Source extract -

━━━━━━━━━━━━━━━━━━━━━━━━━━━━━━

Separatist movements
Khmer nationalist Son Ngoc Thanh (1908–77) was a Khmer krom, born in Trà Vinh, Vietnam. Thanh was active in the independence movement for Cambodia. With Japanese support he became the prime minister of Cambodia in March 1945 but was then quickly ousted with the return of the French later that year. Widely supported by the Khmer Krom during the First Indochina War, Thanh's role faded in Vietnam after 1954 as he became more embroiled with politics in Cambodia proper, forming an opposition movement against Prince Sihanouk.

During the Vietnam War and direct American involvement between 1964 and 1974, the Khmer Krom were recruited by the United States Armed Forces to serve in MIKE Force. The force fought on the side of South Vietnam against the Viet Cong but in time the militia regrouped as the "Front for the Struggle of Kampuchea Krom" (). Headed by a Khmer Krom Buddhist monk, Samouk Sen, the group was nicknamed the "White Scarves" (; ) and allied itself with FULRO against South Vietnam. FULRO was an alliance of Khmer Krom, Montagnard, and Cham groups.

The anti-Communist prime minister of the Khmer Republic (1970 - 1975) Lon Nol planned to recapture the Mekong Delta from South Vietnam.

━━━━━━━━━━━━━━━━━━━━━━━━━━━━━━

Supplied material -
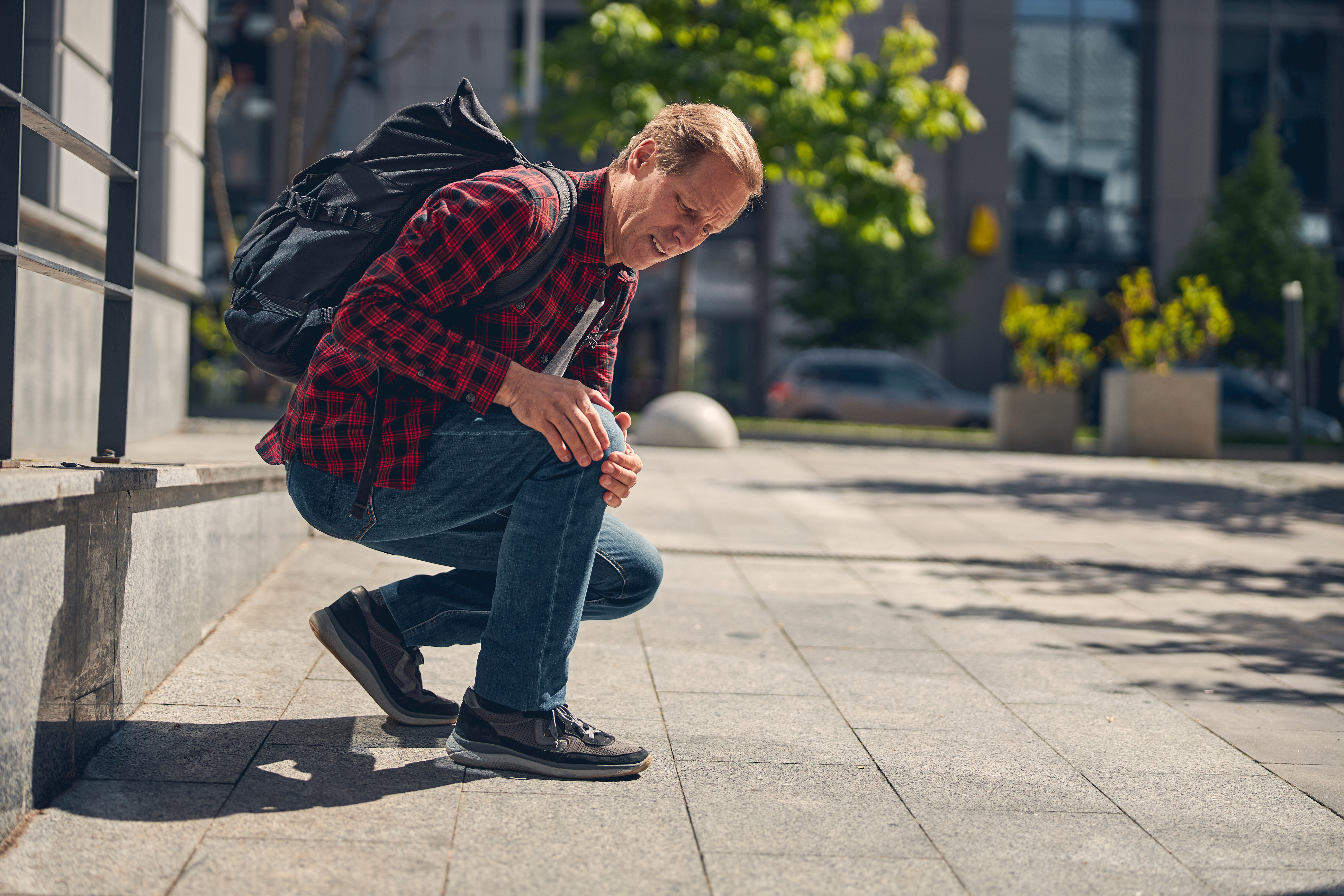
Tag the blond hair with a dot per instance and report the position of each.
(687, 132)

━━━━━━━━━━━━━━━━━━━━━━━━━━━━━━

Written tasks -
1/ In the extract on separatist movements, who led the group nicknamed the "White Scarves"?
2/ Extend the extract on separatist movements, picking up right after its closing sentence about Lon Nol.

Per-task answers -
1/ Samouk Sen, a Khmer Krom Buddhist monk.

2/
After the Fall of Saigon in 1975 and the Communist take-over of all of Vietnam, the Kampuchea Krom militia found itself embattled with People's Army of Vietnam. Many of the fighters fled to Khmer Rouge-controlled Democratic Kampuchea hoping to find a safe haven to launch their operations inside Vietnam. The "White Scarves" arrived in Kiri Vong District in 1976, making overture to the Khmer Rouge and appealing to the leader Khieu Samphan directly for assistance. The force was disarmed and welcomed initially. Subsequent orders from the Khmer Rouge leadership however had Samouk Sen arrested, taken to Phnom Penh, tortured, and killed. His force of 67 Khmer Krom fighters were all massacred. During the following months, some 2,000 "White Scarves" fighters crossing into Kampuchea were systematically killed by the Khmer Rouge.

In the late 1970s, the Kampuchean Revolutionary Army attacked Vietnam in an attempt to reconquer the areas which were formerly part of the Khmer Empire, but this military adventure was a total disaster and precipitated the invasion of Democratic Kampuchea by the People's Army of Vietnam and subsequent downfall of the Khmer Rouge, with Vietnam occupying Kampuchea.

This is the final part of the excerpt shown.